#### [LISTED RECORDS]
##########

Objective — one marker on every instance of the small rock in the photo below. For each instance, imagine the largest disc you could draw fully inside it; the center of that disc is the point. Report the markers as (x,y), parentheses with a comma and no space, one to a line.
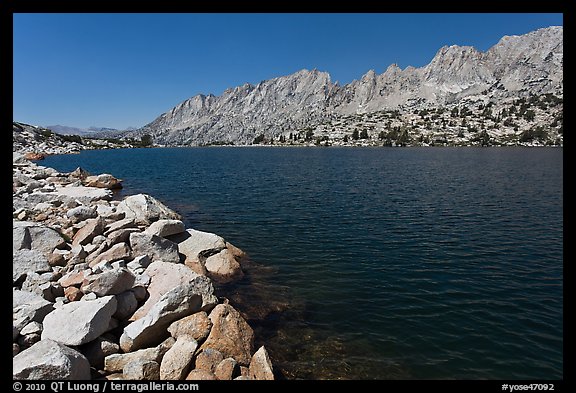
(261,366)
(97,350)
(225,369)
(165,228)
(73,294)
(197,325)
(31,328)
(111,282)
(50,360)
(157,248)
(103,180)
(208,359)
(116,252)
(93,228)
(127,304)
(81,213)
(176,362)
(142,370)
(116,362)
(200,375)
(120,224)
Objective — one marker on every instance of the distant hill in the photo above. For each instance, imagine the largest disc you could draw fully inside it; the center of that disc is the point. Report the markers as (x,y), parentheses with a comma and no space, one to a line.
(93,132)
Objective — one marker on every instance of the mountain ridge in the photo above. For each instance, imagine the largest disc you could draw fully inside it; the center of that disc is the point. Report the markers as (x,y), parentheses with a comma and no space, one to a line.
(517,66)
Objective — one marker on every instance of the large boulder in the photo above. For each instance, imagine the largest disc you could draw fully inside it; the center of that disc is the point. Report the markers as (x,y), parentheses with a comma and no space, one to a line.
(176,362)
(50,360)
(208,359)
(197,326)
(196,246)
(117,362)
(28,307)
(24,261)
(115,253)
(156,247)
(34,236)
(223,267)
(103,180)
(225,369)
(145,209)
(111,282)
(230,334)
(120,224)
(81,213)
(97,350)
(77,323)
(166,276)
(89,231)
(151,328)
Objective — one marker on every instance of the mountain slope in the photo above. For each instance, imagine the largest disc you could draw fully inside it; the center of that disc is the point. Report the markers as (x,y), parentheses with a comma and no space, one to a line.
(516,66)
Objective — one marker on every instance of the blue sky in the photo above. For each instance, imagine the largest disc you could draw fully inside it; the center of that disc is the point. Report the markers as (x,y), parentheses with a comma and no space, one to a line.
(121,70)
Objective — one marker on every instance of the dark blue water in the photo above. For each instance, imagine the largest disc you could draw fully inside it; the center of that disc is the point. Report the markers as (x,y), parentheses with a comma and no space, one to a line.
(379,263)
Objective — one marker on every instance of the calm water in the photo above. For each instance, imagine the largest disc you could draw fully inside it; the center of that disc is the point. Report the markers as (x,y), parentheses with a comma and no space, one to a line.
(378,263)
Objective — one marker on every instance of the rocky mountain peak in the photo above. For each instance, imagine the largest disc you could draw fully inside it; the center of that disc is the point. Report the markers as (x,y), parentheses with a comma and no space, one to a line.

##########

#### [SET TASK]
Please print, word for word, the lines of the records above, from the line containing "Objective — one marker on every instance of the dark" through the end of the records.

#### [RESULT OF THE EXERCISE]
Objective — one marker on every instance of the dark blue water in the photo above. For each instance, imagine the largest disc you could draw fully inside it; the center of that disc is the point. Report the markers as (x,y), parentheses with a comma and no space, one to a line.
(379,263)
Objective — one marker on every instance of the calm water in the photo above. For each instance, imagine the largest disc you could draw fully inside it; the center of that disc is the point. Report the markers as (x,y), parentheses with a comma and no space, one to a line.
(378,263)
Objective — one marker on every instance of the rocky mountain peak in the photo above. For each instance, imagine the largest disc you could draw fully inside it; the center of that disc is the point. Report the markers as (x,y), parentheses with a comma and no space, one to a line.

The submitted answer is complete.